But Nixon and his people were also very wrong, as Massing recounts with scrupulous reportage but insufficient emphasis. Nixon was the first president to see the political mileage to be had from demonizing junkies and pushers (as dealers were then called), and lit into them with demagogic abandon. And he initiated the militarization of drug policy—both by labeling it "the War on Drugs" and by undertaking to seal the borders against contraband by whatever means necessary. That futile goal is upheld still by President Clinton and his drug "czar" (what a telling term!), Gen. Barry McCaffrey, who last year urged giving the Pentagon another $141 million that it didn't want to pursue drug runners and peasant growers around the world.

But Nixon the "law and order" scourge was also Nixon the pragmatist, determined to bring down the crime rates he'd laid against the Democrats in his 1968 campaign. His domestic-policy chief, the late John Ehrlichman, dispatched a bright young aide named Egil Krogh (a former member of Ehrlichman's Seattle law firm) to find out how to cut crime in conspicuously crime-ridden Washington, DC. Krogh arrived at a basic truth that has eluded so many drug warriors since: interdiction and most other enforcement strategies merely drove up heroin prices, making addicts commit more crimes to pay for them. The answer was to get them off heroin—which many of them longed to do. And the quickest, surest way to do that seemed to be to get them on methadone.

Prodded by Krogh, Nixon's people did what subsequent administrations have been too cynical, craven, or merely witless to do. They spent twice as much on addiction treatment and prevention as on enforcement and interdiction (a ratio reversed under Reagan, Bush, and Clinton), and separated these inherently conflicting spheres. As proto-drug czar, Nixon appointed not a general (as Clinton did), nor a gasbag ideologue or has-been political hack (Bush's czars Bill Bennett and Bob Martinez) but a genuine treatment pro, the methadone pioneer Jerome Jaffe. Jaffe and company launched methadone clinics across the land. They also hit on a brilliantly simple and humane response to the heroin epidemic among soldiers returning from Vietnam: instead of court-martialing them, or just winking, make them undergo two weeks' detox in-country before coming home (which often induced them to clean up on their own).

Methadone treatment—which entails substituting another, less-intoxicating addiction for heroin—was controversial then and remains so today; last fall Mayor Rudolph Giuliani announced that New York would cut off methadone in favor of a more moral cure: abstinence. But as Massing tallies them, the results under Nixon were quick and stunning: crime rates plummeted in the cities and addiction fell among returning GIs. Then Watergate hit, and Krogh took the fall. A hard-line backlash arose against "soft" anti-drug strategies, led by the grandstanding Gov. Nelson Rockefeller, who got the first ferocious mandatory drug sentences—life without parole for selling any quantity—passed in New York. Disillusioned and no longer protected by Krogh, Jaffe quit.

What to do |
[1] According to the passage on Nixon's drug policy, why did Krogh conclude that interdiction and most other enforcement strategies would not cut crime? Please answer in one to three sentences.
[2] Translate this sentence from the passage on Nixon's drug policy into Spanish: "The answer was to get them off heroin—which many of them longed to do."
The records are taken from a different source than the passage on Nixon's drug policy.

Dataset excerpts |

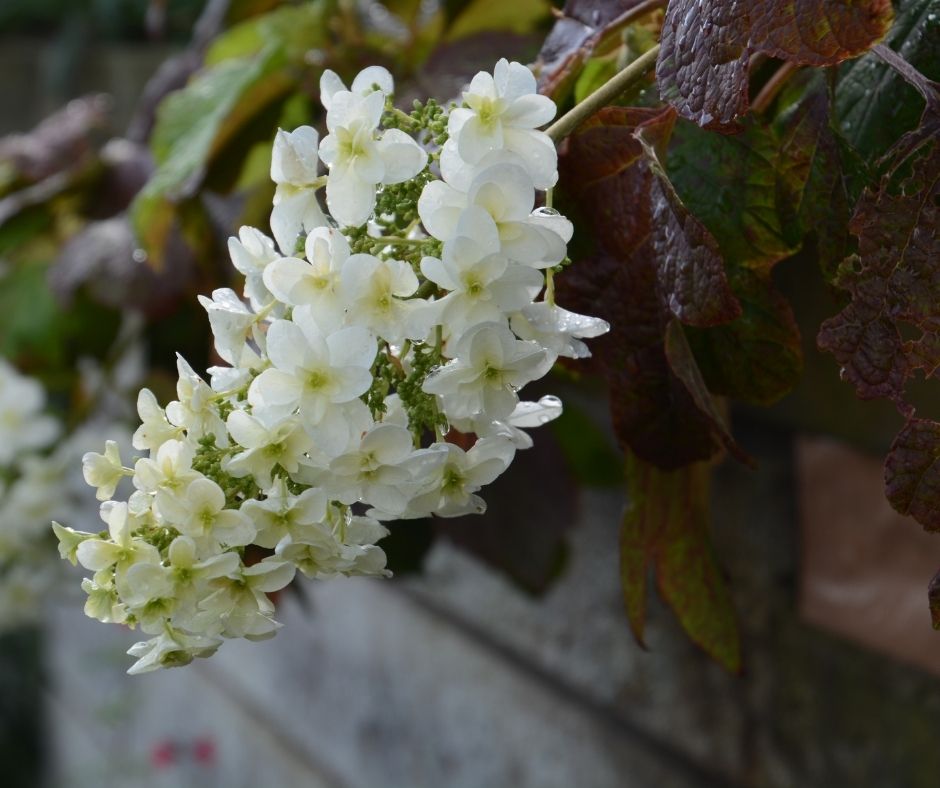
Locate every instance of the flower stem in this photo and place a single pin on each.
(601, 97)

* * *

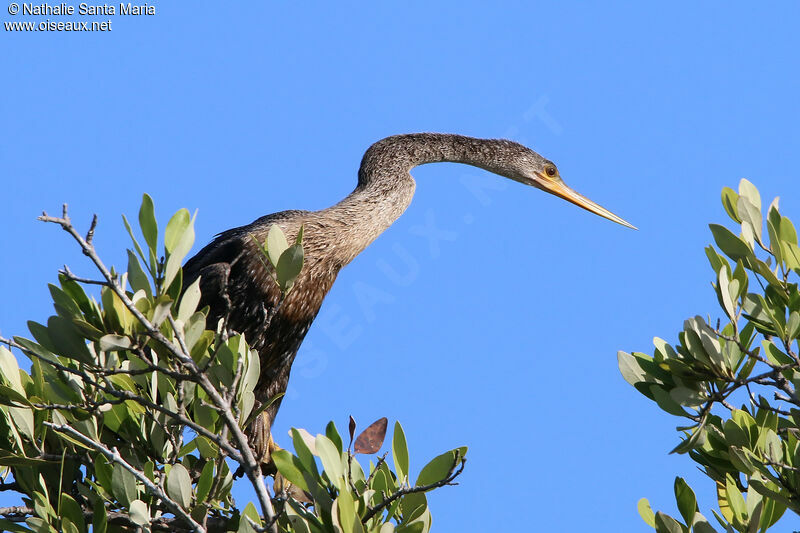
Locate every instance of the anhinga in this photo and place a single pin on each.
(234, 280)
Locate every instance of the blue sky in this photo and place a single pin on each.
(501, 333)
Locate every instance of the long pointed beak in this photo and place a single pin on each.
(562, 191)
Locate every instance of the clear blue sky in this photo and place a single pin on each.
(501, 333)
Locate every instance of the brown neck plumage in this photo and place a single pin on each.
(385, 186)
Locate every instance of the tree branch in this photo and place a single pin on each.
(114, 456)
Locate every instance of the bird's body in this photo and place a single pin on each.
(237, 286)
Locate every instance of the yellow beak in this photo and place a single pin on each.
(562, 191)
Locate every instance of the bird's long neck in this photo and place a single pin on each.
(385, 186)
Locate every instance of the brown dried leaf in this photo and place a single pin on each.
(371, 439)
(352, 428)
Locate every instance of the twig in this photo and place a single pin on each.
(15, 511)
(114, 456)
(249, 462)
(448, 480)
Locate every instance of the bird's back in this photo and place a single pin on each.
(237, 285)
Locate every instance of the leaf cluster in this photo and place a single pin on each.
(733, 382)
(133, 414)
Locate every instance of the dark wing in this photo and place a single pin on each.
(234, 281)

Responses by task |
[1] Krogh found that interdiction and most other enforcement strategies only drove up heroin prices. Addicts then committed more crimes to pay for the drug.

[2] La respuesta era lograr que dejaran la heroína, algo que muchos de ellos anhelaban hacer.